Rows from a segmentation dataset
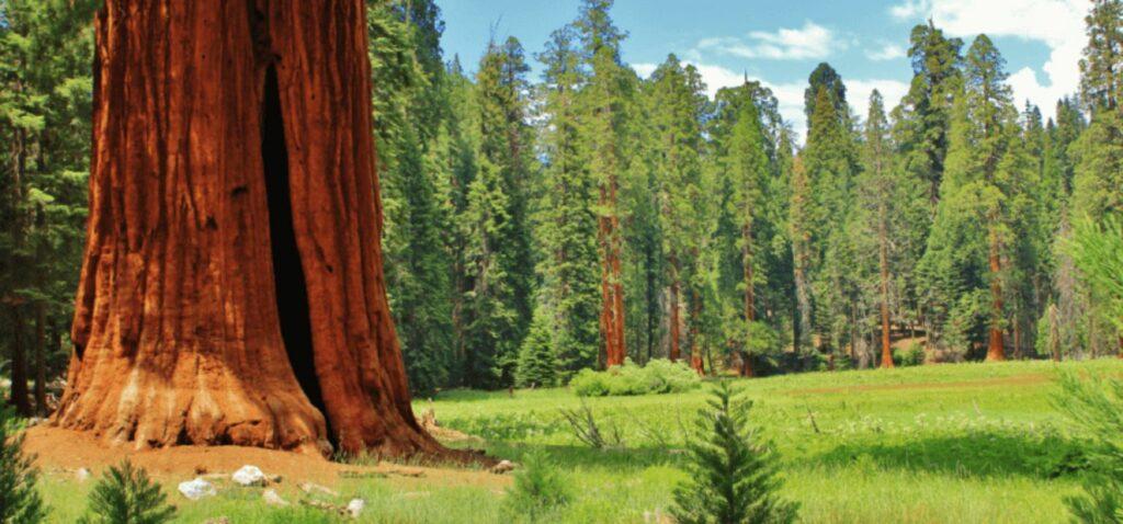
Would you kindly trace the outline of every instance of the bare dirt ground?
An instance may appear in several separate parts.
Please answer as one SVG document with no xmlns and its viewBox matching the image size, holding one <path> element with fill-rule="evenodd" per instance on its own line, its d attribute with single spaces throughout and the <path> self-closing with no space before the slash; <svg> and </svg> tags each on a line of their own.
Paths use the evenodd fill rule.
<svg viewBox="0 0 1123 524">
<path fill-rule="evenodd" d="M 876 384 L 867 386 L 843 386 L 843 387 L 813 387 L 806 389 L 792 389 L 787 393 L 800 394 L 827 394 L 827 393 L 849 393 L 849 392 L 894 392 L 902 389 L 961 389 L 965 387 L 999 387 L 999 386 L 1031 386 L 1044 384 L 1050 380 L 1050 376 L 1040 373 L 1016 375 L 1003 378 L 986 378 L 982 380 L 959 380 L 950 383 L 922 383 L 922 384 Z"/>
<path fill-rule="evenodd" d="M 67 475 L 81 468 L 99 475 L 108 466 L 129 459 L 157 478 L 184 479 L 203 475 L 229 475 L 253 465 L 285 481 L 311 481 L 332 486 L 348 477 L 386 476 L 442 485 L 505 485 L 510 477 L 481 469 L 429 468 L 380 462 L 357 466 L 332 462 L 319 456 L 243 448 L 236 445 L 176 445 L 136 450 L 129 443 L 112 445 L 88 433 L 38 425 L 27 431 L 25 450 L 36 456 L 37 466 L 48 475 Z"/>
</svg>

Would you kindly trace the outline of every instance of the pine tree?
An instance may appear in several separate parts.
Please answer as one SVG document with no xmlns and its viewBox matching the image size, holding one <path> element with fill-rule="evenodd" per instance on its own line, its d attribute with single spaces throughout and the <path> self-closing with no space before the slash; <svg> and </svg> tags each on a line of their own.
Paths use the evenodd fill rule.
<svg viewBox="0 0 1123 524">
<path fill-rule="evenodd" d="M 687 304 L 696 297 L 688 288 L 697 261 L 696 236 L 702 217 L 697 203 L 702 176 L 701 116 L 705 104 L 702 80 L 691 65 L 674 55 L 651 75 L 652 125 L 660 156 L 654 166 L 658 177 L 659 226 L 663 257 L 667 264 L 669 295 L 668 351 L 670 360 L 682 357 L 682 312 L 693 318 L 699 311 Z"/>
<path fill-rule="evenodd" d="M 1075 159 L 1072 222 L 1123 212 L 1123 2 L 1096 0 L 1085 18 L 1088 45 L 1080 61 L 1081 102 L 1090 113 L 1087 130 L 1070 146 Z M 1095 295 L 1095 289 L 1088 289 Z M 1099 297 L 1095 297 L 1099 298 Z M 1094 298 L 1094 301 L 1095 301 Z M 1092 311 L 1092 315 L 1102 314 Z M 1111 322 L 1111 319 L 1107 319 Z M 1089 338 L 1097 338 L 1089 322 Z M 1123 355 L 1123 332 L 1116 337 Z"/>
<path fill-rule="evenodd" d="M 597 267 L 595 181 L 582 138 L 579 90 L 586 82 L 572 27 L 555 31 L 539 55 L 546 64 L 541 147 L 546 165 L 538 190 L 536 236 L 542 251 L 541 304 L 564 377 L 597 361 L 601 275 Z M 536 320 L 538 322 L 538 320 Z"/>
<path fill-rule="evenodd" d="M 1028 172 L 1004 64 L 990 39 L 979 35 L 956 98 L 942 196 L 921 268 L 933 338 L 965 350 L 985 328 L 988 360 L 1005 358 L 1004 284 L 1021 206 L 1014 199 Z"/>
<path fill-rule="evenodd" d="M 463 217 L 469 228 L 466 274 L 472 279 L 464 311 L 465 380 L 476 387 L 513 383 L 531 315 L 527 71 L 522 47 L 509 38 L 489 45 L 476 73 L 478 172 Z"/>
<path fill-rule="evenodd" d="M 84 247 L 99 3 L 0 7 L 0 306 L 8 321 L 0 337 L 11 350 L 11 402 L 22 415 L 33 413 L 28 378 L 36 380 L 35 408 L 46 414 L 46 377 L 65 366 L 48 341 L 60 341 L 69 325 Z"/>
<path fill-rule="evenodd" d="M 772 166 L 768 162 L 764 125 L 760 121 L 757 110 L 757 100 L 754 98 L 752 86 L 746 82 L 738 90 L 732 103 L 736 103 L 736 112 L 730 116 L 731 122 L 727 126 L 728 136 L 721 137 L 721 169 L 724 175 L 724 183 L 729 187 L 729 197 L 725 202 L 727 213 L 733 229 L 738 231 L 732 243 L 733 251 L 739 251 L 741 267 L 741 278 L 737 288 L 741 291 L 742 306 L 740 307 L 740 319 L 745 328 L 740 332 L 737 343 L 741 360 L 741 376 L 752 376 L 750 348 L 759 347 L 752 334 L 759 329 L 755 329 L 757 322 L 756 289 L 757 279 L 760 278 L 758 268 L 761 266 L 757 259 L 757 251 L 760 250 L 760 241 L 756 232 L 765 219 L 765 196 L 768 191 L 768 183 L 772 176 Z"/>
<path fill-rule="evenodd" d="M 627 169 L 621 150 L 627 76 L 620 43 L 627 34 L 609 15 L 613 0 L 584 0 L 576 27 L 581 34 L 588 85 L 583 91 L 588 169 L 597 184 L 597 246 L 601 259 L 601 337 L 604 364 L 624 362 L 624 288 L 621 275 L 620 178 Z"/>
<path fill-rule="evenodd" d="M 895 272 L 894 261 L 897 258 L 893 252 L 898 232 L 894 228 L 892 218 L 897 213 L 902 204 L 900 195 L 901 187 L 896 166 L 893 164 L 893 143 L 889 138 L 889 126 L 885 118 L 885 104 L 882 93 L 877 90 L 869 95 L 869 114 L 866 117 L 865 141 L 862 148 L 864 169 L 858 180 L 857 186 L 859 202 L 861 203 L 862 239 L 876 238 L 877 252 L 877 303 L 878 315 L 880 316 L 880 350 L 883 368 L 893 367 L 893 348 L 891 346 L 891 302 L 893 287 L 896 283 L 891 281 L 891 275 Z M 906 203 L 907 204 L 907 203 Z"/>
<path fill-rule="evenodd" d="M 687 444 L 691 480 L 675 489 L 672 509 L 683 524 L 787 523 L 798 504 L 776 495 L 777 459 L 749 425 L 751 403 L 733 398 L 728 381 L 700 410 Z"/>
<path fill-rule="evenodd" d="M 144 468 L 125 460 L 110 466 L 90 491 L 83 524 L 163 524 L 175 516 L 167 495 Z"/>
<path fill-rule="evenodd" d="M 530 332 L 519 348 L 519 367 L 515 385 L 519 387 L 550 387 L 557 384 L 558 359 L 555 351 L 551 319 L 540 307 L 535 312 Z"/>
<path fill-rule="evenodd" d="M 46 518 L 34 458 L 24 453 L 24 434 L 17 431 L 13 413 L 0 406 L 0 522 L 34 524 Z"/>
<path fill-rule="evenodd" d="M 431 392 L 448 383 L 453 360 L 451 269 L 441 238 L 448 215 L 430 159 L 447 111 L 437 95 L 440 49 L 431 48 L 439 11 L 431 2 L 398 0 L 373 2 L 368 11 L 386 285 L 410 386 Z M 414 25 L 416 13 L 427 27 Z"/>
<path fill-rule="evenodd" d="M 829 73 L 822 73 L 828 70 Z M 848 331 L 855 294 L 852 275 L 847 270 L 853 264 L 846 224 L 851 220 L 849 203 L 858 171 L 857 151 L 849 127 L 849 107 L 839 94 L 844 93 L 844 89 L 838 86 L 841 79 L 825 65 L 816 73 L 812 74 L 812 86 L 823 77 L 837 81 L 818 88 L 807 144 L 800 155 L 811 199 L 810 206 L 805 208 L 807 220 L 804 224 L 810 249 L 801 256 L 806 258 L 803 278 L 810 282 L 814 304 L 812 328 L 820 333 L 823 346 L 839 349 Z"/>
</svg>

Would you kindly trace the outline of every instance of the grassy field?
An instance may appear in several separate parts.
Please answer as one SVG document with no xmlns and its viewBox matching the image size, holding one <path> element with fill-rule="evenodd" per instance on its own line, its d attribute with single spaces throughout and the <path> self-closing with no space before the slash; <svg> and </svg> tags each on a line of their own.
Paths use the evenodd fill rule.
<svg viewBox="0 0 1123 524">
<path fill-rule="evenodd" d="M 803 522 L 1065 522 L 1063 497 L 1077 490 L 1079 435 L 1052 407 L 1057 369 L 1123 373 L 1101 360 L 955 365 L 805 374 L 738 380 L 755 402 L 752 420 L 783 458 L 784 494 Z M 535 448 L 557 461 L 574 499 L 551 522 L 660 522 L 675 485 L 687 428 L 706 386 L 685 394 L 584 401 L 620 443 L 581 443 L 560 408 L 579 407 L 567 389 L 447 392 L 419 399 L 440 425 L 483 439 L 464 445 L 518 460 Z M 344 481 L 369 508 L 364 522 L 510 522 L 506 477 L 449 484 L 424 479 Z M 81 511 L 83 488 L 48 478 L 58 522 Z M 308 511 L 264 509 L 248 495 L 204 504 L 172 497 L 182 522 L 225 515 L 231 523 L 317 522 Z"/>
</svg>

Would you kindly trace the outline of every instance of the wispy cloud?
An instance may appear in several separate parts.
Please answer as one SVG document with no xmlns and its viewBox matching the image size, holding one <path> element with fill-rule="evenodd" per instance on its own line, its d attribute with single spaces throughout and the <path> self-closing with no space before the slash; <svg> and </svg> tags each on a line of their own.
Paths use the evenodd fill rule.
<svg viewBox="0 0 1123 524">
<path fill-rule="evenodd" d="M 742 58 L 816 59 L 832 50 L 844 48 L 847 43 L 834 33 L 812 21 L 801 28 L 779 28 L 776 31 L 751 31 L 746 37 L 705 38 L 697 44 L 700 50 L 724 53 Z"/>
<path fill-rule="evenodd" d="M 1080 73 L 1077 65 L 1086 43 L 1086 0 L 905 0 L 889 13 L 905 21 L 931 18 L 949 35 L 974 38 L 1012 37 L 1049 46 L 1049 59 L 1040 70 L 1048 83 L 1039 81 L 1034 68 L 1023 67 L 1010 76 L 1019 102 L 1029 99 L 1050 114 L 1060 96 L 1076 92 Z"/>
<path fill-rule="evenodd" d="M 866 57 L 875 62 L 904 58 L 905 48 L 896 44 L 882 43 L 880 47 L 866 49 Z"/>
</svg>

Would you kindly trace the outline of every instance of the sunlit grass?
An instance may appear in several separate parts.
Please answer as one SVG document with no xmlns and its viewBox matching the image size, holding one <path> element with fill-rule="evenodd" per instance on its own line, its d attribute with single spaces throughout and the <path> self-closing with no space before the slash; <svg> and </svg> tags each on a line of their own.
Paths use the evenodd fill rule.
<svg viewBox="0 0 1123 524">
<path fill-rule="evenodd" d="M 1123 373 L 1114 359 L 1059 367 Z M 752 420 L 779 451 L 784 495 L 801 504 L 804 522 L 1067 522 L 1062 499 L 1077 490 L 1080 444 L 1051 404 L 1057 368 L 1042 361 L 930 366 L 738 380 L 736 387 L 754 401 Z M 456 390 L 418 399 L 414 408 L 432 407 L 442 426 L 484 439 L 462 445 L 500 458 L 545 448 L 575 494 L 551 520 L 643 523 L 667 514 L 684 476 L 679 450 L 706 389 L 584 399 L 564 388 Z M 559 410 L 583 402 L 599 424 L 619 432 L 621 445 L 594 450 L 572 434 Z M 47 477 L 53 522 L 81 515 L 89 484 Z M 364 498 L 360 522 L 506 523 L 503 486 L 347 479 L 337 486 L 337 502 Z M 282 496 L 295 503 L 300 494 L 289 489 Z M 318 509 L 271 508 L 256 489 L 228 489 L 201 503 L 170 495 L 184 523 L 219 516 L 335 522 Z"/>
</svg>

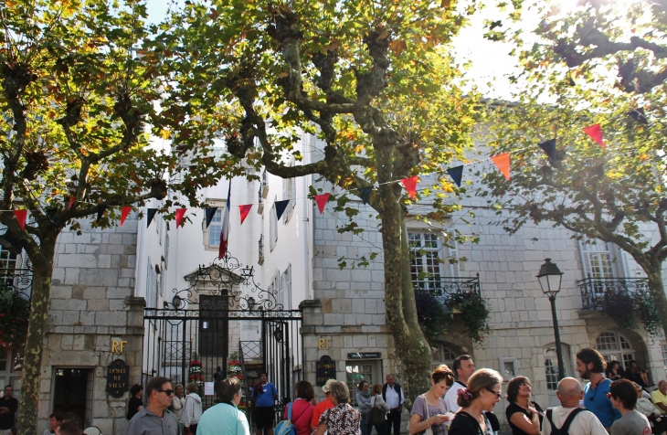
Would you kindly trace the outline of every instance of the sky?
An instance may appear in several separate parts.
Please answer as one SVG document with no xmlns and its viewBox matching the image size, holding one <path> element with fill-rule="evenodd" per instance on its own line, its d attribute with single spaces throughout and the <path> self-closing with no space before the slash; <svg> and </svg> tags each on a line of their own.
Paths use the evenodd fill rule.
<svg viewBox="0 0 667 435">
<path fill-rule="evenodd" d="M 180 0 L 172 1 L 180 3 Z M 157 23 L 164 18 L 169 3 L 169 0 L 147 0 L 149 20 Z M 487 98 L 509 100 L 512 86 L 507 77 L 518 69 L 516 59 L 509 55 L 512 48 L 482 37 L 484 18 L 497 14 L 496 10 L 489 8 L 472 16 L 470 26 L 454 39 L 454 47 L 459 62 L 472 62 L 471 68 L 465 72 L 466 79 L 471 79 Z"/>
</svg>

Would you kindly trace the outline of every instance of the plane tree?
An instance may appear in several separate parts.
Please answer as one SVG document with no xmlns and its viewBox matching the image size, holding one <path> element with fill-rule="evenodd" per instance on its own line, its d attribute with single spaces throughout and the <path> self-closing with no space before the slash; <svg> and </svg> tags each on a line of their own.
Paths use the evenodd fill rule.
<svg viewBox="0 0 667 435">
<path fill-rule="evenodd" d="M 170 55 L 164 113 L 183 111 L 199 125 L 186 137 L 175 128 L 175 141 L 198 141 L 213 126 L 247 165 L 332 182 L 349 218 L 342 231 L 361 230 L 348 201 L 373 186 L 365 199 L 382 234 L 386 318 L 412 398 L 429 387 L 431 354 L 410 277 L 413 202 L 400 180 L 438 180 L 415 199 L 429 197 L 425 219 L 443 220 L 457 207 L 444 169 L 463 159 L 479 108 L 474 91 L 461 90 L 450 48 L 471 12 L 454 1 L 191 1 L 164 24 L 183 23 L 180 33 L 154 40 Z M 228 126 L 215 124 L 219 116 Z M 322 158 L 291 164 L 302 160 L 293 146 L 303 133 L 323 140 Z"/>
<path fill-rule="evenodd" d="M 37 431 L 58 236 L 80 231 L 84 221 L 111 227 L 119 206 L 149 199 L 173 218 L 228 167 L 216 164 L 210 143 L 182 143 L 174 152 L 150 146 L 151 125 L 160 133 L 164 116 L 156 116 L 162 78 L 159 55 L 146 45 L 145 18 L 135 0 L 7 0 L 0 9 L 0 222 L 4 239 L 25 251 L 33 270 L 21 434 Z M 28 212 L 25 228 L 18 209 Z"/>
<path fill-rule="evenodd" d="M 528 5 L 513 2 L 510 16 L 537 8 L 532 33 L 511 19 L 490 23 L 490 37 L 513 41 L 523 70 L 511 78 L 518 90 L 513 103 L 492 103 L 488 136 L 493 153 L 512 152 L 512 179 L 490 174 L 483 195 L 503 207 L 498 222 L 510 232 L 528 221 L 552 222 L 630 254 L 646 272 L 667 332 L 667 5 L 580 2 L 566 13 Z M 597 123 L 604 147 L 582 133 Z M 554 137 L 556 159 L 537 147 Z"/>
</svg>

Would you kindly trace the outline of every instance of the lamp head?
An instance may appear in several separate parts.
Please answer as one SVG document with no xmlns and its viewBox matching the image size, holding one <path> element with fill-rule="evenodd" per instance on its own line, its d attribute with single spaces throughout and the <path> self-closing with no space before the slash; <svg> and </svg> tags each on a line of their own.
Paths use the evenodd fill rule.
<svg viewBox="0 0 667 435">
<path fill-rule="evenodd" d="M 551 262 L 551 259 L 545 259 L 545 264 L 540 267 L 540 272 L 537 274 L 537 280 L 540 281 L 542 292 L 548 297 L 556 297 L 560 292 L 561 280 L 563 272 L 560 271 L 558 266 Z"/>
</svg>

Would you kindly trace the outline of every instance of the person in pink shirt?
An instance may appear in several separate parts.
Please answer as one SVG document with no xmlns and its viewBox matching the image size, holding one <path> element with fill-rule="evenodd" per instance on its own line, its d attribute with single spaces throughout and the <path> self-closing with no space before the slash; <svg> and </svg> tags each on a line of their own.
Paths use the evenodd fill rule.
<svg viewBox="0 0 667 435">
<path fill-rule="evenodd" d="M 296 383 L 296 399 L 291 403 L 291 424 L 297 435 L 311 435 L 311 419 L 315 406 L 312 399 L 315 398 L 315 391 L 308 381 Z M 285 407 L 284 419 L 287 419 L 288 408 Z"/>
</svg>

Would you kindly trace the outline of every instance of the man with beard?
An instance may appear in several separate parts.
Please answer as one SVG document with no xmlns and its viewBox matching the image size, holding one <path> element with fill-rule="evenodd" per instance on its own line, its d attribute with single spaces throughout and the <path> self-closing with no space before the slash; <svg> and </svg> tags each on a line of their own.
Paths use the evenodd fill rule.
<svg viewBox="0 0 667 435">
<path fill-rule="evenodd" d="M 611 380 L 605 377 L 606 366 L 605 359 L 595 349 L 587 347 L 577 354 L 577 371 L 583 379 L 590 381 L 584 387 L 584 407 L 595 414 L 609 431 L 614 421 L 620 419 L 620 413 L 607 397 Z"/>
</svg>

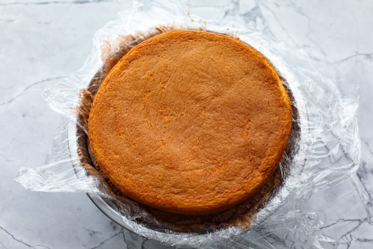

WHAT THE TASK ASKS
Please pick out each line in the records above that contains the word "kindly", and copy those lines.

REPLY
Would you kindly trace the outline of every instance of the bare dirt ground?
Would you kindly trace the outline of every instance of the pine tree?
Would you kindly trace the outline of every instance of the grassy field?
Would you kindly trace the outline of every instance of the wispy cloud?
Would you kindly trace the outline of every instance of the sunlit grass?
Would you kindly trace the outline of every instance of the sky?
Would you kindly trace the outline of every instance of the plane tree?
Would you kindly trace the outline of every instance of the lamp head?
Would you kindly trace the outline of every instance of the person in pink shirt?
Would you kindly trace the outline of every instance of the man with beard?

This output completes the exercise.